Ystradyfodwg or Ystrad Dyfodwg (Vale of Tyfodwg) was an ancient upland parish in Glamorgan, Wales. It is believed to have been named after Dyfodwg (or Tyfodwg) a 6th-century saint or chieftain. The parish included most of the area which would later be known as Rhondda named for the parish rivers, Rhondda Fawr and Rhondda Fach.

== Extent ==
The parish of Ystradyfodwg covered a vast area of 10,127 Hectares, but only had 542 inhabitants in 1801. It stretched from the confluence of the Rhondda rivers at Porth, over the mountain as far as the Vale of Neath. It was divided into four townships:
- Home (between the rivers)
- Clydach (south of the Rhondda Fawr)
- Middle (the upper part of the valley)
- Rhigos (north of the mountains).

■ ■ ■ ■

Things to do.
A - Reproduce the passage of the Ystradyfodwg text from "Ystradyfodwg or Ystrad" up to and including "of the mountains).".
B - According to the Ystradyfodwg text, how many inhabitants did the parish have in 1801?

■ ■ ■ ■

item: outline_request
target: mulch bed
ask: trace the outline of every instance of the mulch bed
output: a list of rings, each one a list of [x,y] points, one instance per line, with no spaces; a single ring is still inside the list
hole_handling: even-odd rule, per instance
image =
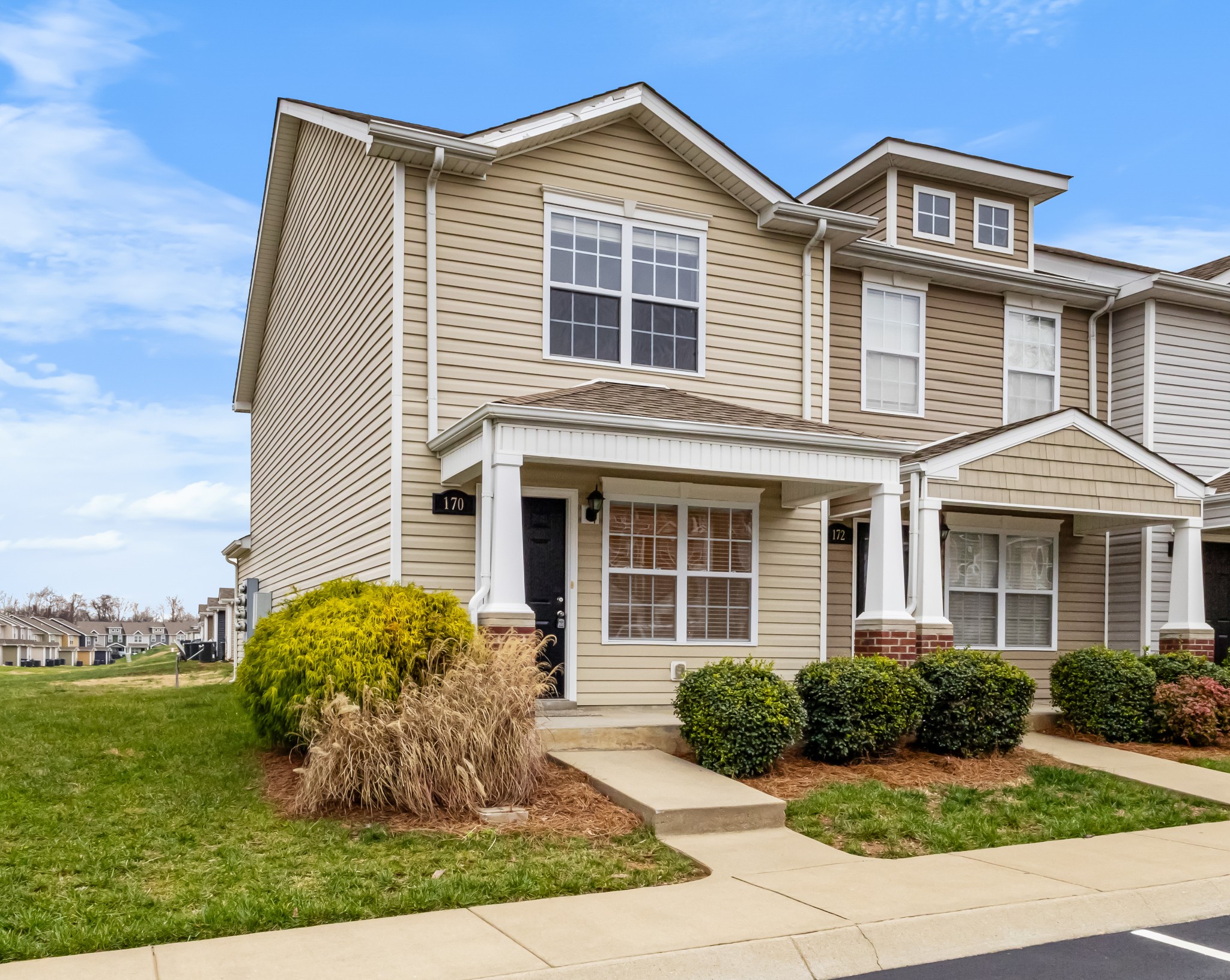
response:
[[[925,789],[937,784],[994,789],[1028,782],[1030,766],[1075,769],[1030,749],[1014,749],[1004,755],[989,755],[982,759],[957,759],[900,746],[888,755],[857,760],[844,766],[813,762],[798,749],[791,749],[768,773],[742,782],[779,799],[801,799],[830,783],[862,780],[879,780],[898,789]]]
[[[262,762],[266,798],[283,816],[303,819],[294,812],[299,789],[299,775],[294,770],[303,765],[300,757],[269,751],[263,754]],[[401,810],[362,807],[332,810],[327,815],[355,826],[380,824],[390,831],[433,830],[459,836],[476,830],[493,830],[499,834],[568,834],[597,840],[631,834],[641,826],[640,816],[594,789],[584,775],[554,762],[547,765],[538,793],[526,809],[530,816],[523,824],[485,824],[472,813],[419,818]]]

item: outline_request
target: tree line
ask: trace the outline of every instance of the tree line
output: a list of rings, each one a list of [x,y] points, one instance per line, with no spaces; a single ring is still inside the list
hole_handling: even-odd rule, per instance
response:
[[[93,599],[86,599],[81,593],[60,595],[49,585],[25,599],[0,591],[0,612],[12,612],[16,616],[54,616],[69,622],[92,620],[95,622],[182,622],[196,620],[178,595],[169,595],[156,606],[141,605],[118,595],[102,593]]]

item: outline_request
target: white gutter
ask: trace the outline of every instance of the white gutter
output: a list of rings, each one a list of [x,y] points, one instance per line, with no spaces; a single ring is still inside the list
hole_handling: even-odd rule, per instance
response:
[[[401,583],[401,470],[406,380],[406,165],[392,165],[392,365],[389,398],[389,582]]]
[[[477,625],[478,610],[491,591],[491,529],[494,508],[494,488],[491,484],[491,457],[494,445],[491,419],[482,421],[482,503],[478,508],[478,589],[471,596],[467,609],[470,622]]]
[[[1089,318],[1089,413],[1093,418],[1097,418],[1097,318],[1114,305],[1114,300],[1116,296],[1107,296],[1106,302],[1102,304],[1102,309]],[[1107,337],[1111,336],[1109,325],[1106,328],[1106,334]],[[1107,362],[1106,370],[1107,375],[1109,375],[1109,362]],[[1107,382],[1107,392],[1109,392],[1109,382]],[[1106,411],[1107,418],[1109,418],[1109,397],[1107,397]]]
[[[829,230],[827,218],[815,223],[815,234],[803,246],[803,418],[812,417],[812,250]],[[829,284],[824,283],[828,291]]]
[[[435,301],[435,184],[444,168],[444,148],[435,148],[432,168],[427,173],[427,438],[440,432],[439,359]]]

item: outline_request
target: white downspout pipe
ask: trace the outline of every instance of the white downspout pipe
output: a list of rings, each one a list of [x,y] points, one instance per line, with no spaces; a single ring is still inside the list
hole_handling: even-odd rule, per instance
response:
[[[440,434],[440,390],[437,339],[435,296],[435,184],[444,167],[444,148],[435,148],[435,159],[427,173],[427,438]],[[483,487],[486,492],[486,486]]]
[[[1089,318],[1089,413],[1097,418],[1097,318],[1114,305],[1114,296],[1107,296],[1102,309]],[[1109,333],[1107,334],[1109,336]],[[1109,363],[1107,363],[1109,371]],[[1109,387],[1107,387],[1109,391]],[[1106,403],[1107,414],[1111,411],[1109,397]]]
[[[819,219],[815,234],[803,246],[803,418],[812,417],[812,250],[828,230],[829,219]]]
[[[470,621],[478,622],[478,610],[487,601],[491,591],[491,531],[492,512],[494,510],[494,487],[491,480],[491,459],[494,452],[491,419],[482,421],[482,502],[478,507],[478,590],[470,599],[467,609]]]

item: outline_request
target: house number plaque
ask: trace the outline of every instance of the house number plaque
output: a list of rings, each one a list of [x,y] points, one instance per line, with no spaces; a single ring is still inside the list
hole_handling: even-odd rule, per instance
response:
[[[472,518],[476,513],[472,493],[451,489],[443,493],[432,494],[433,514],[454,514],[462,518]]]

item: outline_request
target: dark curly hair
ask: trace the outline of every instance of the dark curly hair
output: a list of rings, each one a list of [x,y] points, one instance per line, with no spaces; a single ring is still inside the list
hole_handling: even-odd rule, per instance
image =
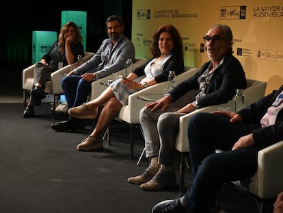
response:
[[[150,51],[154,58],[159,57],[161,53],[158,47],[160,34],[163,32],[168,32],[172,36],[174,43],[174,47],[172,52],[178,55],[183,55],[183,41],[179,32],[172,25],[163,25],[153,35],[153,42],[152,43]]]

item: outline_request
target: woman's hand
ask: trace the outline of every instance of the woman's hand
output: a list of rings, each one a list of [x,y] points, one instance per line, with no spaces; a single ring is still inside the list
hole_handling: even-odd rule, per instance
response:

■ ■ ■ ■

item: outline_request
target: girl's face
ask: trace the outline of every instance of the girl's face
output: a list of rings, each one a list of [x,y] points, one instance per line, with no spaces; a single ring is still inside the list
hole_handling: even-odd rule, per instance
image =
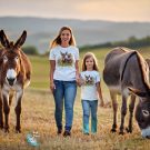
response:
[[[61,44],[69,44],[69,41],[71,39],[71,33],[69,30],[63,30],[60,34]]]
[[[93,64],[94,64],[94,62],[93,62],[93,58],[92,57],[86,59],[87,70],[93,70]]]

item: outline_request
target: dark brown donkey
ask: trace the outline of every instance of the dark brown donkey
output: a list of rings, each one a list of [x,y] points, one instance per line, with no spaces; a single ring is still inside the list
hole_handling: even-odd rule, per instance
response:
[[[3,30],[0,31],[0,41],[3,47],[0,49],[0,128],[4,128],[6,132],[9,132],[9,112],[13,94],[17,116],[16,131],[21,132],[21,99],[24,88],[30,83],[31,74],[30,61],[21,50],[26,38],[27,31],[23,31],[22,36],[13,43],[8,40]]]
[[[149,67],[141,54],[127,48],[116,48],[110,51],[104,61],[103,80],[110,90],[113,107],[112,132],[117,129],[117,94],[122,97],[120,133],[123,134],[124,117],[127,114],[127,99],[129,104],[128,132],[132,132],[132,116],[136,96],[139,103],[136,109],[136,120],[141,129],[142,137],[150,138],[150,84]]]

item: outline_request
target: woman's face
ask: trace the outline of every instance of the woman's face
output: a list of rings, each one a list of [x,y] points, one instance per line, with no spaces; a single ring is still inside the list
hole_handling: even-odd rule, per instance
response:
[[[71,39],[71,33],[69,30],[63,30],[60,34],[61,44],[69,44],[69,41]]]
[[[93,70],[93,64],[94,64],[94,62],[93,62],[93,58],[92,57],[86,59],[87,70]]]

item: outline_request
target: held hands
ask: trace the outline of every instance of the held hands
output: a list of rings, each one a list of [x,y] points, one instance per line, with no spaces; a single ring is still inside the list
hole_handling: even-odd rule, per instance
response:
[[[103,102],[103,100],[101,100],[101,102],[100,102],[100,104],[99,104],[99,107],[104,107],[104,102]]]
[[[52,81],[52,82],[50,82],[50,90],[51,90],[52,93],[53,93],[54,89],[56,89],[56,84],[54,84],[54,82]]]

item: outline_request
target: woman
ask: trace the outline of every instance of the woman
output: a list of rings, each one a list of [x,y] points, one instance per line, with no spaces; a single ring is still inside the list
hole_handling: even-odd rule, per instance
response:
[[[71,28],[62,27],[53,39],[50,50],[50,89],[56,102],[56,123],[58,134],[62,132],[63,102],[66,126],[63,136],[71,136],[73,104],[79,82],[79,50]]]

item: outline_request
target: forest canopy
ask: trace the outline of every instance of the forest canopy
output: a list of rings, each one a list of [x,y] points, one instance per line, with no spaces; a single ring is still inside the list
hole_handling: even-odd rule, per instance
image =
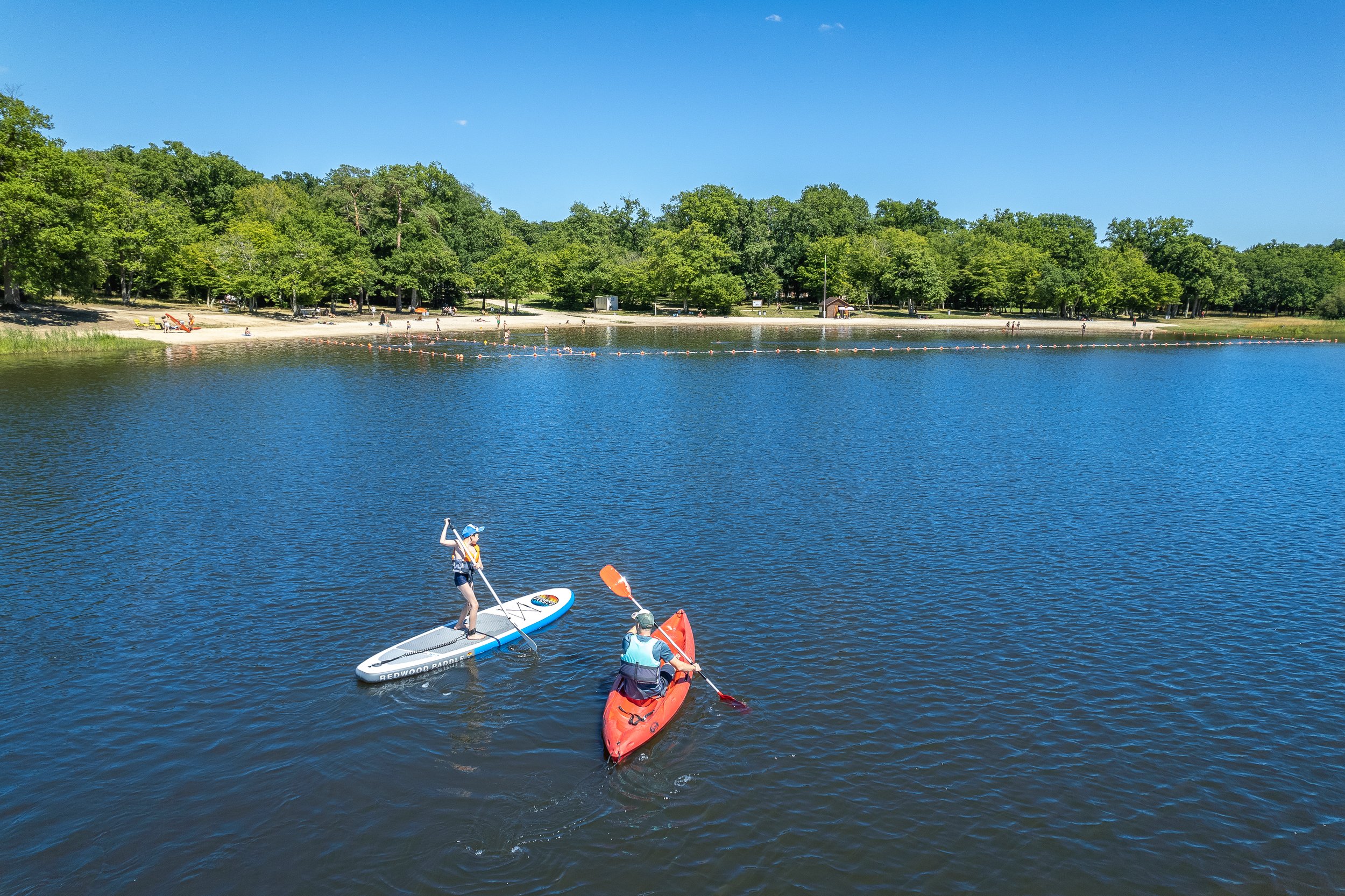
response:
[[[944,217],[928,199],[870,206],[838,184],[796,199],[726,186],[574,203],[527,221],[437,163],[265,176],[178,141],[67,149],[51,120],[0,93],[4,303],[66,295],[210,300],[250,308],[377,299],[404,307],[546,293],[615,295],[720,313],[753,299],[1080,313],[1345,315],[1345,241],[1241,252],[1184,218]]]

■ ■ ■ ■

Completed exercise.
A -
Ystradyfodwg or Ystrad Dyfodwg (Vale of Tyfodwg) was an ancient upland parish in Glamorgan, Wales. It is believed to have been named after Dyfodwg (or Tyfodwg) a 6th-century saint or chieftain. The parish included most of the area which would later be known as Rhondda named for the parish rivers, Rhondda Fawr and Rhondda Fach.

== Extent ==
The parish of Ystradyfodwg covered a vast area of 10,127 Hectares, but only had 542 inhabitants in 1801. It stretched from the confluence of the Rhondda rivers at Porth, over the mountain as far as the Vale of Neath. It was divided into four townships:
- Home (between the rivers)
- Clydach (south of the Rhondda Fawr)
- Middle (the upper part of the valley)
- Rhigos (north of the mountains).

B - 542